» **Stored records**:
-- BEGIN --

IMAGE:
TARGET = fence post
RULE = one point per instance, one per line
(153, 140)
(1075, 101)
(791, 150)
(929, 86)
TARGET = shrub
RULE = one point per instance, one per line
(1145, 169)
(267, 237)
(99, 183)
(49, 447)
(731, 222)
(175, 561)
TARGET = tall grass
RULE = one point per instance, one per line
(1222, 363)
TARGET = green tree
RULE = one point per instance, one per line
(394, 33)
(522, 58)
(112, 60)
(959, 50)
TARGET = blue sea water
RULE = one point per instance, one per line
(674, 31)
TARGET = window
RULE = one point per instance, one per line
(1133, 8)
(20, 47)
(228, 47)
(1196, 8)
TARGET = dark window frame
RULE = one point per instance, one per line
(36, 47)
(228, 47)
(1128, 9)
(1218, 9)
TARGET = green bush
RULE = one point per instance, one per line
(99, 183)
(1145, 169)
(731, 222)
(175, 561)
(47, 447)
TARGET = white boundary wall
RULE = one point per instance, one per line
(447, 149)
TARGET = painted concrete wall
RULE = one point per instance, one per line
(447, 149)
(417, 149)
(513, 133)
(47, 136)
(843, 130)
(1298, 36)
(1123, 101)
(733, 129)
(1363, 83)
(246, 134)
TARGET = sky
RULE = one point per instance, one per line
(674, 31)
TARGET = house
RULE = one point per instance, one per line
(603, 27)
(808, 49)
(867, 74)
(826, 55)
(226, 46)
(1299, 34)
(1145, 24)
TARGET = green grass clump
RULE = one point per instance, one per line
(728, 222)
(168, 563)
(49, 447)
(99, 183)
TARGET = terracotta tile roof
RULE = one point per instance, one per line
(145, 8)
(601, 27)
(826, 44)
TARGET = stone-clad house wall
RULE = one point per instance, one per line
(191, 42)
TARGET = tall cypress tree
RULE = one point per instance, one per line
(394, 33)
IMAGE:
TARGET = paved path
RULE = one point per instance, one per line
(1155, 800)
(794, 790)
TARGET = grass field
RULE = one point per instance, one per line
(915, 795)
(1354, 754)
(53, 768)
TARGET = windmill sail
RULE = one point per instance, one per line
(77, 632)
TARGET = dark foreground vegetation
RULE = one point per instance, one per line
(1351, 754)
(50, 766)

-- END --

» **REQUIREMENTS**: Please print the listing above again, line for line, with no changes.

» **ANSWER TO THIS EXERCISE**:
IMAGE:
TARGET = fence post
RULE = one point per instance, one per line
(153, 140)
(1075, 101)
(791, 150)
(929, 86)
TARGET = shrub
RULE = one point per instance, one per line
(1145, 169)
(267, 237)
(99, 183)
(49, 447)
(731, 222)
(175, 561)
TARGET = tall grass
RULE = one point per instance, one per line
(1222, 363)
TARGET = green tree
RULE = one point per instance, one per line
(394, 33)
(522, 58)
(112, 60)
(959, 50)
TARGET = blue sea water
RULE = one point per instance, one per line
(674, 31)
TARGET = window
RULE = one point per instance, one per line
(1133, 8)
(20, 47)
(228, 47)
(1196, 8)
TARGET = dark window frame
RULE = one point per instance, one per line
(36, 47)
(228, 47)
(1128, 9)
(1218, 9)
TARGET = green bush
RULE = one point per instance, one per line
(99, 183)
(1145, 169)
(731, 222)
(175, 561)
(47, 447)
TARGET = white boundary wall
RULE = one point per instance, one per line
(447, 149)
TARGET = painted concrete wall
RULE = one point per instance, one per line
(447, 149)
(417, 149)
(513, 133)
(47, 136)
(843, 130)
(1298, 36)
(1123, 101)
(733, 129)
(1363, 83)
(246, 134)
TARGET = sky
RULE = one point per instance, one per line
(674, 31)
TARGET = house
RULE = one point per instance, one per line
(603, 27)
(808, 49)
(867, 74)
(826, 55)
(226, 46)
(1299, 34)
(1145, 24)
TARGET = green grass clump
RULE = one point per instance, one per line
(728, 222)
(168, 563)
(49, 447)
(99, 183)
TARGET = terracotta tile roof
RULE = one point per instance, one per line
(145, 8)
(601, 27)
(826, 44)
TARGET = stone-clad house wall
RULE = one point per instance, one per line
(191, 42)
TARGET = tall cypress tree
RULE = one point per instance, one per line
(394, 33)
IMAGE:
TARGET = paved path
RULE = one point per instance, one per line
(1155, 800)
(794, 790)
TARGET = grass field
RULE = one point per instance, one per line
(915, 795)
(1354, 754)
(53, 768)
TARGET = windmill sail
RULE = one point per instance, one per line
(77, 632)
TARGET = dark foreground vegetation
RULE = one point per instance, one per line
(1351, 754)
(50, 766)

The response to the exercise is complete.